Texto fornecido
========

PRINCIPAIS INOVAÇÕES DO NOVO CÓDIGO ANBIMA DE OFERTAS

PRINCIPAIS INOVAÇÕES DO NOVO CÓDIGO ANBIMA DE OFERTAS

 A Associação Nacional das Entidades dos Mercados Financeiro e de Capitais – ANBIMA divulgou, em 28 de fevereiro, seu novo código de autorregulação a respeito das ofertas públicas de valores mobiliários.

Com a entrada em vigor do novo Código ANBIMA de Regulação e Melhores Práticas para Estruturação, Coordenação e Distribuição de Ofertas Públicas de Valores Mobiliários e Ofertas Públicas de Aquisição de Valores Mobiliários – ou apenas Código ANBIMA de Ofertas – a ocorrer em 3 de junho de 2019, o mercado de capitais terá que se adaptar às inovações introduzidas.

O presente texto explora as principais inovações trazidas pela ANBIMA, a saber: (i) as regras para registro de ofertas restritas de ações e debêntures; (ii) as novas regras aplicáveis a ofertas de títulos de securitização; e (iii) novas regras aplicáveis aos agentes de notas e agentes fiduciários.

 

  1. Ofertas Restritas de Debêntures e Ações Deverão ser Registradas na ANBIMA: O que muda?

 Como era esperado pelo mercado, a ANBIMA passará a exigir o registro das ofertas públicas de ações e de debêntures realizadas com esforços restritos, realizadas conforme o procedimento disposto na Instrução CVM nº 476, de 16 de janeiro de 2009. Neste artigo, vamos explorar quais são as principais novidades para Ofertas Restritas decorrentes deste novo código.

As regras mencionadas abaixo será aplicáveis às ofertas restritas que se encerrarem a partir de 3 de junho de 2019.

 

Novos Documentos Obrigatórios: Memorando de Ações e Sumário de Debêntures

A principal destas mudanças é a exigência de elaboração e entrega aos investidores de documentos contendo informações relativas às Ofertas Restritas de debêntures e de ações, com conteúdo semelhante a uma lâmina ou term sheet da operação.

Serão chamados de “Memorando de Ações”, para as Ofertas Restritas de ações, e de “Sumário de Debêntures”, para as Ofertas Restritas de debêntures.

 

Conteúdo do Sumário de Debêntures e Uso do Selo ANBIMA

 Ainda não foi divulgado pela ANBIMA o conteúdo mínimo do Memorando de Ações.

========

Exercício proposto A
Com base no texto sobre o Código ANBIMA de Ofertas, responda:
(i) Em que data a ANBIMA divulgou o novo código?
(ii) Em que data o novo código entra em vigor?
(iii) Que nome terá o documento exigido nas Ofertas Restritas de debêntures?
Exercício proposto B
Enumere as principais inovações da ANBIMA que o texto sobre o Código ANBIMA de Ofertas declara explorar.

========

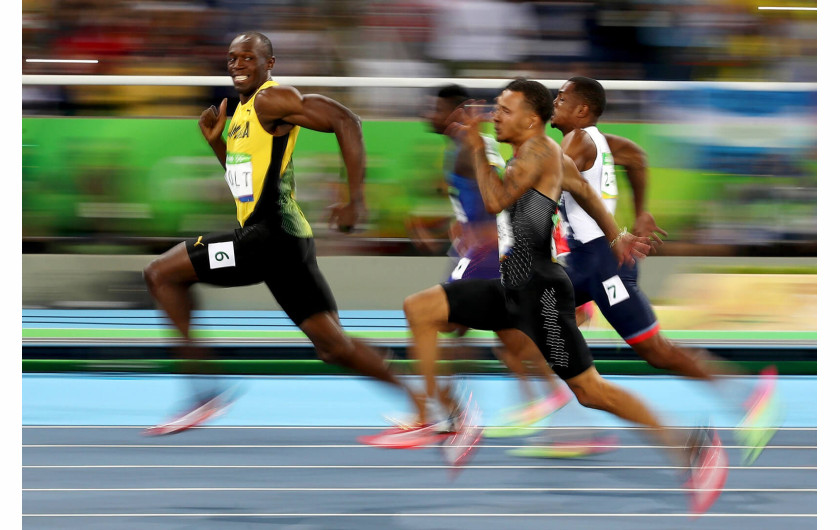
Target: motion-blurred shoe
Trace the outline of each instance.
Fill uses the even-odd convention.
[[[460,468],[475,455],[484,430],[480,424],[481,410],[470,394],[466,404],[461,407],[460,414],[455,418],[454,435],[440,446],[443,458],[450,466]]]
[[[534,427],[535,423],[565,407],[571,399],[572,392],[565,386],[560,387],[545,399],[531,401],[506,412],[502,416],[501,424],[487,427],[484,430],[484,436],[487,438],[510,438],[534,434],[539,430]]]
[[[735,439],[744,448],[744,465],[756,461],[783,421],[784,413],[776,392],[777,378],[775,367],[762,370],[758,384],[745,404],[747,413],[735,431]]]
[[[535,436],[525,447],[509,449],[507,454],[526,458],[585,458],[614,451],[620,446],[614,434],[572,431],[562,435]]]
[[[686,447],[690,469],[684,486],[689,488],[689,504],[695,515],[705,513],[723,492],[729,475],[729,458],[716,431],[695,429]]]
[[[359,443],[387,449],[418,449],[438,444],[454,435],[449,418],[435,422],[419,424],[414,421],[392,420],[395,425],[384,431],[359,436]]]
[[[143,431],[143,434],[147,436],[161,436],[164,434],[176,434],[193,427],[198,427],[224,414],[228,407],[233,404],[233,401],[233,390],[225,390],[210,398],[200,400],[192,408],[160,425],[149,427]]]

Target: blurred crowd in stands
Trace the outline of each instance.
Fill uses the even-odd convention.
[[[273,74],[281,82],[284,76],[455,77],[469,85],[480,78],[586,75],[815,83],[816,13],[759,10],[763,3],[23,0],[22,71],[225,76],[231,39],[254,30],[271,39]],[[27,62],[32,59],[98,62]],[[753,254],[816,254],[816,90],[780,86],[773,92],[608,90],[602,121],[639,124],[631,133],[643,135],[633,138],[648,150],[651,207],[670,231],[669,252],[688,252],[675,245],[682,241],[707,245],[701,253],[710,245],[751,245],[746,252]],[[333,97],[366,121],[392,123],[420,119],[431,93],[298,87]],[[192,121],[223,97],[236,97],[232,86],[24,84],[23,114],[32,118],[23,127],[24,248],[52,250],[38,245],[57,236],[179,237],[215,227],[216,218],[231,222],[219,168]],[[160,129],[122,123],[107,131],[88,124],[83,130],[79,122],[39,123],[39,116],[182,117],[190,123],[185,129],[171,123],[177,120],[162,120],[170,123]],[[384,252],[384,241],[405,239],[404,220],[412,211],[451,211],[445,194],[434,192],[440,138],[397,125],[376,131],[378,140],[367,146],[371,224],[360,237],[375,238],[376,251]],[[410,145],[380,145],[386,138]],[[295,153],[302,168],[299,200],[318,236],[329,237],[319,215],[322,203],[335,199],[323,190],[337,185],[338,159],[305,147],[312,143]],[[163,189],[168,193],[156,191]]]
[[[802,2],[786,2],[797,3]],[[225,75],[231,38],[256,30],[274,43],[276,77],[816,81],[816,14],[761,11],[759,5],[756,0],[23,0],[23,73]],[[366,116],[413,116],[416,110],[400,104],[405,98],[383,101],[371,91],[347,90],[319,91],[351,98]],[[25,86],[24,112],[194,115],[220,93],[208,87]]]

========

Resultado do exercício A
(i) Em 28 de fevereiro.
(ii) Em 3 de junho de 2019.
(iii) "Sumário de Debêntures".

Resultado do exercício B
- As regras para registro de ofertas restritas de ações e debêntures
- As novas regras aplicáveis a ofertas de títulos de securitização
- As novas regras aplicáveis aos agentes de notas e agentes fiduciários